___ Data records

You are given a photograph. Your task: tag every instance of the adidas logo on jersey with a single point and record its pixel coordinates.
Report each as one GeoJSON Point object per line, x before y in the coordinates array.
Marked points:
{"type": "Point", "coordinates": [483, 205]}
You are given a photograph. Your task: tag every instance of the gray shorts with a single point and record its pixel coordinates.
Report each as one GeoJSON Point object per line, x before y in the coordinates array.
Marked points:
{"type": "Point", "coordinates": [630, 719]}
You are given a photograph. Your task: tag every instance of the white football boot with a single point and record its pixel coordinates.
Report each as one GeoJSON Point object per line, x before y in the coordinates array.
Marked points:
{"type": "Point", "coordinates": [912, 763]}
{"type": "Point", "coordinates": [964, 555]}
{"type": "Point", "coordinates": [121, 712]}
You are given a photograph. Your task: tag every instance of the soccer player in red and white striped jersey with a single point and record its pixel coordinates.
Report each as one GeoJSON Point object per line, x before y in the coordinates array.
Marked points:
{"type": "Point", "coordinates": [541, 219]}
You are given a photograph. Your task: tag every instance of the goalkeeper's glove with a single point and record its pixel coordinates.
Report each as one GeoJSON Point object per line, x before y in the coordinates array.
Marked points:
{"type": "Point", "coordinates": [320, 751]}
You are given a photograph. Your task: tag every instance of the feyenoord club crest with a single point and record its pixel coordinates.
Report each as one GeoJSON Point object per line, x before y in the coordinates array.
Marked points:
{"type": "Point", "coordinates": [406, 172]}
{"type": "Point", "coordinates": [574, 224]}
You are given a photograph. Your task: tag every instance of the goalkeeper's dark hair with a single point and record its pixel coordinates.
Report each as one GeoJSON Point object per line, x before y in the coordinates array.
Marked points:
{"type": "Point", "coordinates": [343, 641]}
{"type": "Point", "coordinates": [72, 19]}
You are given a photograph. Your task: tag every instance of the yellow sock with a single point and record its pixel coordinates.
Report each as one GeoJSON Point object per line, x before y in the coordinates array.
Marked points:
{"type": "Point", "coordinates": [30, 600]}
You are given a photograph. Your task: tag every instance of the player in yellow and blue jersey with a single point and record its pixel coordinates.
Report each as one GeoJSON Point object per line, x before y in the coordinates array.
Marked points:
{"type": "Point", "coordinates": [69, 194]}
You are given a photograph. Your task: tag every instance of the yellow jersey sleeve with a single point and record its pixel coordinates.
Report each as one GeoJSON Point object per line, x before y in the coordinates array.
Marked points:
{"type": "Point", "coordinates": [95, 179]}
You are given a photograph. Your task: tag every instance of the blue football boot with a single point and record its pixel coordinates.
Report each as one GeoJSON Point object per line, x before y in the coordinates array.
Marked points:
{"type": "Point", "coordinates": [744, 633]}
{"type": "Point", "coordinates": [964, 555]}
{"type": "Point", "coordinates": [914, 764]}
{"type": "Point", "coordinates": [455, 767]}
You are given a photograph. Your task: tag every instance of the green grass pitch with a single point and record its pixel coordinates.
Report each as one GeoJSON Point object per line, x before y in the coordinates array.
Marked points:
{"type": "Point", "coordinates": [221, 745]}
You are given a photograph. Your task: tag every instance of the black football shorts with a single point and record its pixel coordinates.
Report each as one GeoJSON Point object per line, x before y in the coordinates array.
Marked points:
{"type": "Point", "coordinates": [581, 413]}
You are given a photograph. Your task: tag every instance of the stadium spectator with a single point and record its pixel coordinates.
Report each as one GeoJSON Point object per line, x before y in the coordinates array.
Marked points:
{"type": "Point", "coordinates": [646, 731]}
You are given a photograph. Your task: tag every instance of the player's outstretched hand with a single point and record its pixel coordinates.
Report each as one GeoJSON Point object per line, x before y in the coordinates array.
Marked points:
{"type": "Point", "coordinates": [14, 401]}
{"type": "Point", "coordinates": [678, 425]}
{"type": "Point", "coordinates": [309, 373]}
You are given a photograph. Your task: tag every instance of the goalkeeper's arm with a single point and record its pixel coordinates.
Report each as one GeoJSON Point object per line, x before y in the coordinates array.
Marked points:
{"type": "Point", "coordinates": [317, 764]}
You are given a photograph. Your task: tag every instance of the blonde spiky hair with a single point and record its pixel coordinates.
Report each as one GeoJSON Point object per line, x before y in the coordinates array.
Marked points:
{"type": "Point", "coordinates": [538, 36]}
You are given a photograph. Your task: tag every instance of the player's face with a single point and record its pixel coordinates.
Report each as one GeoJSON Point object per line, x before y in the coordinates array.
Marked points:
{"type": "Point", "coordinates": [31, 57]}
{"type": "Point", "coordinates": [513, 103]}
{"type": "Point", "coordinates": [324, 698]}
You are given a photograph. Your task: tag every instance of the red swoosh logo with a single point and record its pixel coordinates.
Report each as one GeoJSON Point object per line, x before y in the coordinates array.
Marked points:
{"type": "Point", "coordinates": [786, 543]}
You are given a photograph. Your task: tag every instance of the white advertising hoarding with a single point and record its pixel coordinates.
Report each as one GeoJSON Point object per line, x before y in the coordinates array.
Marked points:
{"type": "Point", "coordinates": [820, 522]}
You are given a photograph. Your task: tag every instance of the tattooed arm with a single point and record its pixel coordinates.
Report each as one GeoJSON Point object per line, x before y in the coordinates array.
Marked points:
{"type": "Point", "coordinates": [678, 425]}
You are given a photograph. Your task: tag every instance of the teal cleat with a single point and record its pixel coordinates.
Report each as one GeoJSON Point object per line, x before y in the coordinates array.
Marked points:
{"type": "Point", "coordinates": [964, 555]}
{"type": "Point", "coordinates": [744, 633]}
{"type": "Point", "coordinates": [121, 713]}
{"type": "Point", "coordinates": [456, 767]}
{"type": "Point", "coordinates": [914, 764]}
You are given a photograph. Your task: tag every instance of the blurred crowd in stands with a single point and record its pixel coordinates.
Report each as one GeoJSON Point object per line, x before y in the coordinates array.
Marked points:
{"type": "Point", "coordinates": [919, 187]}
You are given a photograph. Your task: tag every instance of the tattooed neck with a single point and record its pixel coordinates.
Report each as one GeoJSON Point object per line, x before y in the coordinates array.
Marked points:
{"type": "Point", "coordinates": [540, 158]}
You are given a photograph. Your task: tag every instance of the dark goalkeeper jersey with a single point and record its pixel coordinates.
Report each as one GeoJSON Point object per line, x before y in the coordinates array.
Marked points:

______

→ **Try it**
Locate the word "boot" in the data above. Copy every line carrying it.

→ **Result for this task**
You are given a photograph. Your task: tag every instance of the white football boot with a single point and record its pixel coordinates.
You are given a photograph. Your task: tag every instance of the blue football boot with a single point and record its pixel coordinates.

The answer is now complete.